WHAT THE EXERCISE ASKS →
In the answer, every entry must appear exactly as given.

DATASET RECORDS section start

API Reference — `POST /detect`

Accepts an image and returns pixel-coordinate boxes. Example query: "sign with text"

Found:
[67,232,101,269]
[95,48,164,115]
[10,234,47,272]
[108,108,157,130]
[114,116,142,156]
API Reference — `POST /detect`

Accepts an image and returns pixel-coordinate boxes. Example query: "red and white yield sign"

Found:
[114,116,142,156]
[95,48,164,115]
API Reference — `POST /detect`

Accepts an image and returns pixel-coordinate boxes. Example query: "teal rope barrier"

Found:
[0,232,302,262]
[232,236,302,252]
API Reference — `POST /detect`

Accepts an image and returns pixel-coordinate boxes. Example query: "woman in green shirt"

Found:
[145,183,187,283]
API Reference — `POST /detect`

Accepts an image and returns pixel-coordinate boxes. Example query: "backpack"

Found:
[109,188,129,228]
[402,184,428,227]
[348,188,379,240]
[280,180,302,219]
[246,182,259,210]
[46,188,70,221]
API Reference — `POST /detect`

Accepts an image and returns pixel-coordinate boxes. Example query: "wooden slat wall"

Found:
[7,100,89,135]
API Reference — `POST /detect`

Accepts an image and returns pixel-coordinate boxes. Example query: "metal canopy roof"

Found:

DATASET RECORDS section end

TASK ANSWER →
API Reference — `POST /detect`

Accepts an image and returns pixel-coordinate boxes. Example query: "sign with text"

Found:
[67,232,101,269]
[95,48,164,115]
[10,234,47,272]
[108,108,157,130]
[114,116,142,156]
API Reference — `POST /detect`

Accepts an image and returns pixel-coordinate boxes. Example query: "red and white yield sign"

Found:
[114,116,142,156]
[95,48,164,115]
API Reference — `POST /detect`

Accepts an image and returns pixel-coordinate boxes. Example query: "teal rope barrier"

Found:
[0,232,302,262]
[232,236,302,252]
API Reference — `POST /detect`

Accepts an image and returns pixel-coordinate boxes. Example query: "woman in green shirt"

Found:
[145,183,187,283]
API Reference — `POST /detect`

Accepts an image and returns pixel-coordinate boxes. Example query: "backpack"

Found:
[109,188,129,228]
[402,184,428,227]
[348,188,379,240]
[280,180,302,219]
[246,182,259,210]
[46,188,70,221]
API Reference — `POST /detect`

Accepts an image and returns pixel-coordinate boxes. Example query: "wooden slat wall"

Found:
[7,100,89,135]
API Reference — `POST /detect`

Accepts an image and returns pixel-coordinate boxes. Example query: "metal canopy roof"

Found:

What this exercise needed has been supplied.